Questions on the material →
A) In the passage on tulip vases, which country did the tulip bulbs come from?
B) Quote the passage on tulip vases from "The stackable tulip" to "very popular flowers.".
C) Extend the passage on tulip vases with new text that follows its final sentence.

Study text →
* * *

A tulip vase, or pyramid vase, is a vase designed to put cut flowers and especially tulips in, but it primarily serves as a decorative showpiece. They were first made in the Netherlands in the 17th century and were decorated with Delfts blauw or Chinese decoration. Replicas of the original tulip vases were made in China and were imported by the Dutch East India Company.

==History and origin==

The tulip vase is a form of Delftware faience known for its specific blue colour which is used to decorate the earthenware. Delftware originated from the attempt to imitate Chinese porcelain; the Dutch potters tried to copy it, but they did not succeed.

The stackable tulip vases were made like that because the potters weren't able to make the vase out of one piece around 1700; it would collapse while firing it. Tulips were introduced in the Netherlands at the end of the 16th century; the bulbs came from Turkey and became a very expensive, fashionable flower. To this day tulips are very popular flowers.

* * *

Supplied material →
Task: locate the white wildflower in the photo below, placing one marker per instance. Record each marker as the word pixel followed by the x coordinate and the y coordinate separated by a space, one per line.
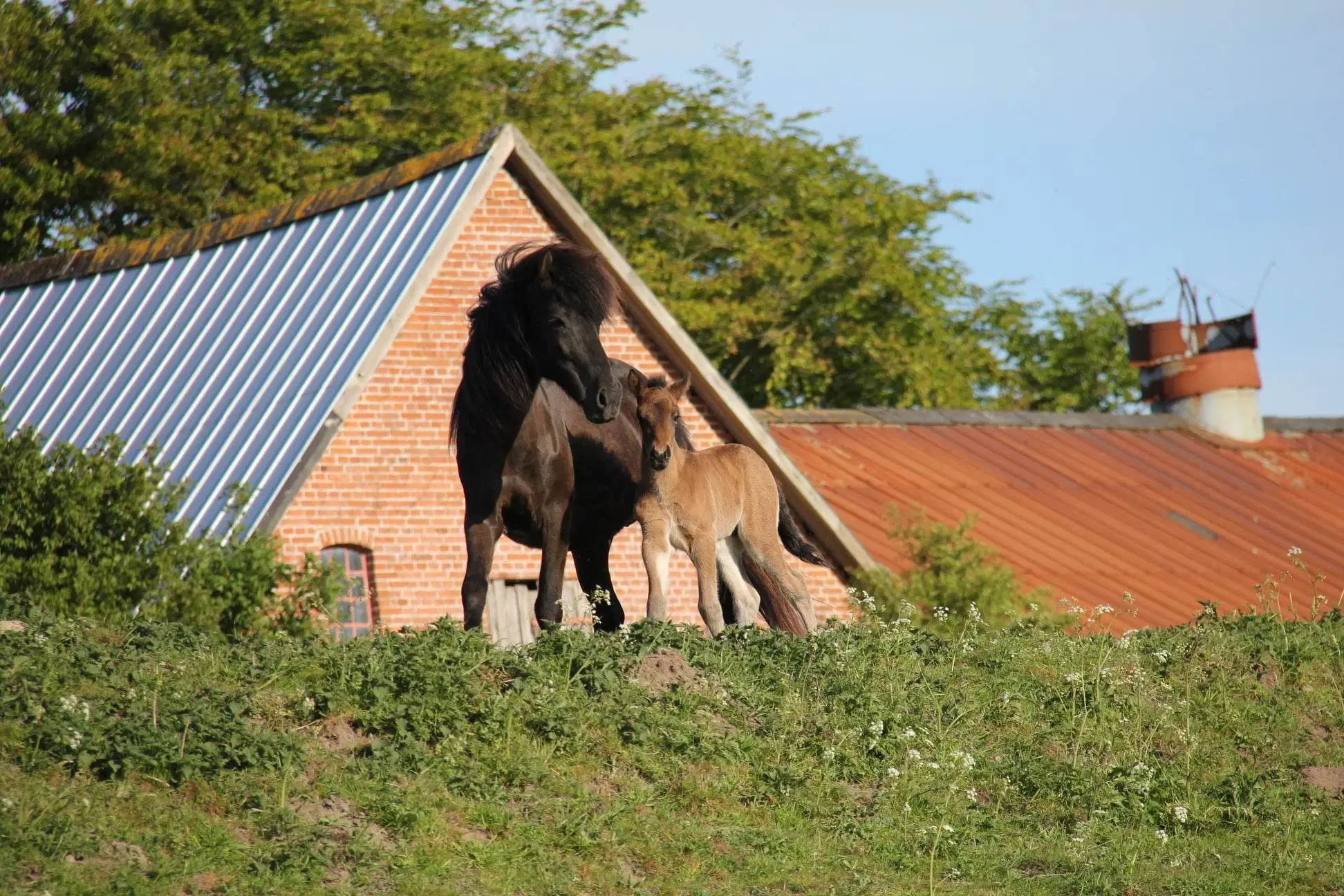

* * *

Response list →
A) Turkey

B)
The stackable tulip vases were made like that because the potters weren't able to make the vase out of one piece around 1700; it would collapse while firing it. Tulips were introduced in the Netherlands at the end of the 16th century; the bulbs came from Turkey and became a very expensive, fashionable flower. To this day tulips are very popular flowers.

C)
Sometimes the pyramid vases, some perhaps inspired by the porcelain tower of Nanjing, were not used as flower vases at all, just as showpieces.

==Designs==

Tulip vases can be round, square or oval and they are made in different sizes; the big ones have multiple floors and consist of loose stackable watertight elements and can be up to more than 1.5 metres high. At every level of the vase, one can insert flowers in the appropriate spouts around the vase. The big tulip vases were used to decorate the hearth during the summer and the smaller vases would be placed on the table on a festive occasion.